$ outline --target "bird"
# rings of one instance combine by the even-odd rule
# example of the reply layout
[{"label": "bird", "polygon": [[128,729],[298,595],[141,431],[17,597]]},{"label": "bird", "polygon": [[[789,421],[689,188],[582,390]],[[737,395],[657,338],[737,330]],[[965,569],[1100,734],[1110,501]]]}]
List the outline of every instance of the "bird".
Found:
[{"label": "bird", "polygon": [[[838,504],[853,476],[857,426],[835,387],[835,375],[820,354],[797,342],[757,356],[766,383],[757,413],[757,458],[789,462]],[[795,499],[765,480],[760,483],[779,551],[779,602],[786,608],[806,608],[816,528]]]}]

━━━━

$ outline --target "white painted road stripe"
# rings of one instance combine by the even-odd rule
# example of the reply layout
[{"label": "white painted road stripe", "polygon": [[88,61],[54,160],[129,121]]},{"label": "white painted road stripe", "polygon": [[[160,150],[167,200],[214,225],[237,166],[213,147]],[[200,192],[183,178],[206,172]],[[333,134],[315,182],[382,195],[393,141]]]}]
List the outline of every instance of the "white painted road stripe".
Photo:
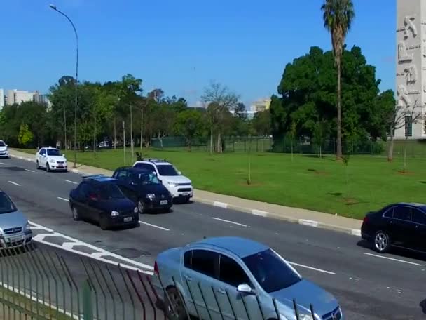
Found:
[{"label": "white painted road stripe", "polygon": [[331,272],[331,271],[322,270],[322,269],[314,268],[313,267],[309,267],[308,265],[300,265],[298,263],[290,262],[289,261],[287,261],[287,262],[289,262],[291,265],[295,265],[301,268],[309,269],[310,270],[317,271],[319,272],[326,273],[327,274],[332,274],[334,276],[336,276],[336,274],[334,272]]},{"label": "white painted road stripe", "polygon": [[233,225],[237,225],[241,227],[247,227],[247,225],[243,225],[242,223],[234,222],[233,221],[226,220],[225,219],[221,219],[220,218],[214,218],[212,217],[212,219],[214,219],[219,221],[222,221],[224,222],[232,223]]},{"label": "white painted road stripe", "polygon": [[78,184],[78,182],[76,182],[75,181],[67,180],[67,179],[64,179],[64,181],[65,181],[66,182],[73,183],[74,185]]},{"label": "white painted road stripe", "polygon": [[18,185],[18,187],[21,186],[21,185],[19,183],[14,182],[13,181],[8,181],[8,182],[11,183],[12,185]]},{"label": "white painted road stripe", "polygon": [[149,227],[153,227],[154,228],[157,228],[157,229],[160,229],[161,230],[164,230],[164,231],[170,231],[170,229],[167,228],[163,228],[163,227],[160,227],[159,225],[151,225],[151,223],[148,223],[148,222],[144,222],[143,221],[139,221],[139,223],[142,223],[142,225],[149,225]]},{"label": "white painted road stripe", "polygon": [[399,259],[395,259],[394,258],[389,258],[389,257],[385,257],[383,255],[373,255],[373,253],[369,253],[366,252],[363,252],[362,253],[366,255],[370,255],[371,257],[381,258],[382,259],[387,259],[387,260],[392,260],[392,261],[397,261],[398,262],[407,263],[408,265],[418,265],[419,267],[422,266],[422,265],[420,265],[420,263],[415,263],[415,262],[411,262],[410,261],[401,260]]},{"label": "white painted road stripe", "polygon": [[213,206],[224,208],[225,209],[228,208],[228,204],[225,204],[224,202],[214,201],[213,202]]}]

━━━━

Could you gather every line of the data above that contains the string "target"? Matches must have the same uppercase and lowercase letters.

$ outline --target "bird"
$ outline --target "white painted road stripe"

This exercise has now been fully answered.